No, this isn’t ok to do - you should never separate them for the reasons you are stating, there simply isnt any need. Their bond is functioning well and they need to be together at all times (and to be brutally honest, you have to put up with the noise if you are going to keep them in your bedroom). You are disrupting all their normal and necessary behaviours by repeatedly and unnecessarily separating them.
Dominance behaviours including humping are never a reason to separate them. Hormones do play a part at times but what you are seeing is the normal and essential way they maintain their relationship and hierarchy throughout their whole lives. Some pigs will do it more than others, and it may settle as they get older, but its a necessary part of their lives.

Piggies are also most active at that time of night so by separating you are stopping them from playing with their cage mate at the time they want to do it most.

If you repeatedly separate them for no real reason you can actually harm their bond. Plus, you cause them to need to reestablish their relationship when you put them back together.

Please do stop separating them from now onwards.

In your previous post you weren’t sure about their relationship so I suggested carry out a one time temporary separation for them to decide if they want to be together, with a neutral territory reintroduction after a few days. If the reintroduction was successful, then you never separate them again.
If a bond is dysfunctional (which your pigs bond isnt), then the separation is permanent.

**COLLECTED DATA**

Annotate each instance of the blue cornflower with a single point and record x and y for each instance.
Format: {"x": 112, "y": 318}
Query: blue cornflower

**TASK STATEMENT**
Reproduce the section of the guinea pig advice between "Piggies are also" and "separate them again.", inclusive. The listing has nothing to do with the guinea pig advice.

**FINISHED ANSWER**
Piggies are also most active at that time of night so by separating you are stopping them from playing with their cage mate at the time they want to do it most.

If you repeatedly separate them for no real reason you can actually harm their bond. Plus, you cause them to need to reestablish their relationship when you put them back together.

Please do stop separating them from now onwards.

In your previous post you weren’t sure about their relationship so I suggested carry out a one time temporary separation for them to decide if they want to be together, with a neutral territory reintroduction after a few days. If the reintroduction was successful, then you never separate them again.